» **THE RECORDS**
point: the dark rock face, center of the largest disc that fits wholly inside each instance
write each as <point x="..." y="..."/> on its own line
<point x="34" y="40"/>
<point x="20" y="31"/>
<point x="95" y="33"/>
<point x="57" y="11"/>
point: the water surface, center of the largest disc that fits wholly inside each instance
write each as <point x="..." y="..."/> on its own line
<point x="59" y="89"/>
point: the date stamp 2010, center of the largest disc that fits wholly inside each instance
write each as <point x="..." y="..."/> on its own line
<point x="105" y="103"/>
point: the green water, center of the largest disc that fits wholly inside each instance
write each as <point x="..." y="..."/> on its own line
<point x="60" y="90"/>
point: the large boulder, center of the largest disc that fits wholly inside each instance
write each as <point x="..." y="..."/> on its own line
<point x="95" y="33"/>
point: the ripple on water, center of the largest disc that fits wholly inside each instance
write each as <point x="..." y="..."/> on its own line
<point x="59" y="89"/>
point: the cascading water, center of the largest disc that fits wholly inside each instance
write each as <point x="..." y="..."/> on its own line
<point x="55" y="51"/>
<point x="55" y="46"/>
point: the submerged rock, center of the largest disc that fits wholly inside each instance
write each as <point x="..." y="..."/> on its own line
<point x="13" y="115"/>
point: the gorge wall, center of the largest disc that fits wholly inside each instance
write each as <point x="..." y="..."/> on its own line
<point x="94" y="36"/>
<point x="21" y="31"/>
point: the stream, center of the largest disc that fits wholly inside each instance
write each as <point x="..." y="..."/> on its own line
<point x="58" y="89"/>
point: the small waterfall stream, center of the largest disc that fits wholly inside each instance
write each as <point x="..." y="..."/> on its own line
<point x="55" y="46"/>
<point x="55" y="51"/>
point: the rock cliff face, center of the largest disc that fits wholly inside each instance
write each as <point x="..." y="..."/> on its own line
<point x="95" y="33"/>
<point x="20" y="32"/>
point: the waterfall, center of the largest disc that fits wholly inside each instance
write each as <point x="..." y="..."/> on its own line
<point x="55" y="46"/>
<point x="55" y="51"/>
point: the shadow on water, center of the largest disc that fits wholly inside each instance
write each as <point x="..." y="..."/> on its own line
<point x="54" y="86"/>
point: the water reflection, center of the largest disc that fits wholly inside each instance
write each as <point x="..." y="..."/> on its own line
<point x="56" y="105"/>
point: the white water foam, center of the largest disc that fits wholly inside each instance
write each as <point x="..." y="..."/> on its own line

» **SHORT TASK**
Produce an exact repeat of the lines from the one containing "point: the waterfall, center" through the last line of the data, and nothing more.

» **ANSWER FOR THIS EXERCISE**
point: the waterfall, center of the largest disc that fits wholly inside each instance
write each as <point x="..." y="..."/> on its own line
<point x="55" y="46"/>
<point x="55" y="51"/>
point: the shadow on water, center of the largest disc that fits wholly inside each instance
write each as <point x="..." y="..."/> on its own line
<point x="54" y="86"/>
point: the water reflection, center of the largest disc that fits wholly inside each instance
write each as <point x="..." y="..."/> on its own line
<point x="56" y="105"/>
point: the white water foam, center of the largest disc that fits wholly inside each instance
write each as <point x="..." y="..."/> on its own line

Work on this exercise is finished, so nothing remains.